La quatrième édition des Rencontres d’Histoire débute ce mardi 19 mars au Tambour de l’Université Rennes 2. Le thème de cette année, « La ville, tout un monde ! ». L’événement se prolonge à partir de vendredi aux Champs libres pour trois jours de rencontres et de visites. Unidivers a pu échanger avec Florian Mazel, professeur d’histoire médiévale et un des enseignants-chercheurs qui pilotent la programmation.
UNIDIVERS – C’est la quatrième édition des Rencontres d’histoire. Comment est né le projet, et a-t-il évolué ?
FLORIAN MAZEL – À l’origine, le projet répond à une demande explicite de l’ancien maire de Rennes, Edmond Hervé, qui souhaitait que les historiens de Rennes 2 participent à une médiation du savoir dans la ville. Le projet existe depuis une dizaine d’années. Jusque là, c’était un cycle de quatre conférences annuelles, le samedi après-midi. Depuis 2015, l’événement s’étend pour devenir un forum d’Histoire du vendredi au dimanche autour d’une thématique privilégiée, et combinant des temps de plus en plus différents. Cette année, l’événement s’étale encore car il est associé au cinquantenaire de l’Université Rennes 2. Les Rencontres débutent par deux soirées au Tambour, sur le campus de Villejean. Une conférence introductive par Hélène Noizet et Cédric Fériel le mardi, et des projections de films le mercredi soir avec le Ciné-Tambour.
Mercredi 20 mars, 18h, Tambour : Ten d’Abbas Kiarostami (Iran / 2002 / DCP / 1h34).
Mercredi 20 mars, 20h30, Tambour : Collateral de Michael Mann (USA / 2004 / 35mm / 2h).
UNIDIVERS – Selon vous, quel intérêt présente la collaboration entre les institutions culturelles d’une ville et son université ?
FLORIAN MAZEL – C’est une collaboration très fructueuse. Elle nous permet de faire connaitre nos travaux de recherche et d’enseignement en dehors du campus, mais tout de même localement, et de porter cette diffusion de façon collective puisque l’idée est de faire intervenir l’ensemble du département d’Histoire au fil des années et qu’il y ait une forme d’investissement local des professeurs. Du côté des Champs libres, c’est intéressant de ne pas travailler uniquement avec des célébrités nationales, mais d’inclure les compétences locales pour diversifier l’offre culturelle. Il y a aussi l’enjeu de collaborations scientifiques et culturelles qui peuvent se nouer, des liens avec le musée, des contrats doctoraux associant les Champs libres et l’université.
********
■ **Objectif énoncé 1**:
Pourriez-vous recopier à l'identique les lignes de données, de celle qui contient « Where can the dirt road » jusqu'à la toute dernière de ces lignes, les deux bornes comprises ?

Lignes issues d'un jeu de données
********
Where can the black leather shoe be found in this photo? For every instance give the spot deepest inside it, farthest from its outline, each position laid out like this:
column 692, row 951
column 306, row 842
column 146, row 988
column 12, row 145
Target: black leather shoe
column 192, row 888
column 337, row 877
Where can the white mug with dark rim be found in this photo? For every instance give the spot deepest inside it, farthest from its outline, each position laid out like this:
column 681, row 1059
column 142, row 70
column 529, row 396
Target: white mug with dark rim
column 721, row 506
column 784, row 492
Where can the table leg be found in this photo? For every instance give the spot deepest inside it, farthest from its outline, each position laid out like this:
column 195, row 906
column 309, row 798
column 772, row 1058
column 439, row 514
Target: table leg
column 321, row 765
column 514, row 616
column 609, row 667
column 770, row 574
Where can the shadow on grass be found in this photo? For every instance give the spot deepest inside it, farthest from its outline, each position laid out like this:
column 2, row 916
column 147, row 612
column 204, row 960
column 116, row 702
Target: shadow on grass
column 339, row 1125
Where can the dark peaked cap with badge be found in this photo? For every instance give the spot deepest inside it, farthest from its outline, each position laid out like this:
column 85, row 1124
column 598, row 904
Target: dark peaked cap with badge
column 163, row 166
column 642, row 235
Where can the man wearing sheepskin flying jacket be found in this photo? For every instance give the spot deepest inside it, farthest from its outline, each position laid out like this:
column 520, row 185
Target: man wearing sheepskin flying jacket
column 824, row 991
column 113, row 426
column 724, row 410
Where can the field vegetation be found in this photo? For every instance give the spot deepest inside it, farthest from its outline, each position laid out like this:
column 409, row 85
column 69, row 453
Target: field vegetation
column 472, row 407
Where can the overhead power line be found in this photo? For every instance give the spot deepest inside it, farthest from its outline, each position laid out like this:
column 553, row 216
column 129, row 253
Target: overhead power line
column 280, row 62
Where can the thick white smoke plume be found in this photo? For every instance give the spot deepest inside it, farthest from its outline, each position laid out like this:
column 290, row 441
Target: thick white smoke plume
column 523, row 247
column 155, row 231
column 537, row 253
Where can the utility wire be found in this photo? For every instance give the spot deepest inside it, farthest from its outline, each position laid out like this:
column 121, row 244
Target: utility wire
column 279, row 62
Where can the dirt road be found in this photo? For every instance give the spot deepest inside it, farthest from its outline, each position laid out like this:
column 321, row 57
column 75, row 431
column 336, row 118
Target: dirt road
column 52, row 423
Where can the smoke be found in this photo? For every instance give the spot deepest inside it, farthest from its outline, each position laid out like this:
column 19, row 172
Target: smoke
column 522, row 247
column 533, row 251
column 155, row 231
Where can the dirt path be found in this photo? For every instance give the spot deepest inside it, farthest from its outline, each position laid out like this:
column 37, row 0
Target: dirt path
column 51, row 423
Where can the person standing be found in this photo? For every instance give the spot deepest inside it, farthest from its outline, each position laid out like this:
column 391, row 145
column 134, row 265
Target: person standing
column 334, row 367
********
■ **Objectif énoncé 2**:
Quelle suite donner à l'entretien sur les Rencontres d'Histoire de Rennes ? Rédigez-la en reprenant juste après sa dernière phrase.

■ **Réponse rédigée 1**:
Where can the dirt road be found in this photo? For every instance give the spot deepest inside it, farthest from its outline, each position laid out like this:
column 321, row 57
column 75, row 431
column 336, row 118
Target: dirt road
column 52, row 423
Where can the smoke be found in this photo? For every instance give the spot deepest inside it, farthest from its outline, each position laid out like this:
column 19, row 172
Target: smoke
column 522, row 247
column 533, row 251
column 155, row 231
Where can the dirt path be found in this photo? For every instance give the spot deepest inside it, farthest from its outline, each position laid out like this:
column 37, row 0
Target: dirt path
column 51, row 423
Where can the person standing be found in this photo? For every instance give the spot deepest inside it, farthest from its outline, each position laid out like this:
column 391, row 145
column 134, row 265
Target: person standing
column 334, row 367

■ **Réponse rédigée 2**:
L’enjeu majeur c’est la diffusion du savoir et de la recherche en train de se faire, pour que les activités de recherches ne restent pas cantonnées au laboratoire ou à l’amphithéâtre.
UNIDIVERS – Cette année, le thème de la ville s’inscrit dans le cadre d’Explorations urbaines, le fil conducteur de la programmation de la saison 2018-2019 des Champs libres. Mais en quoi la ville est-elle un objet d’histoire intéressant ?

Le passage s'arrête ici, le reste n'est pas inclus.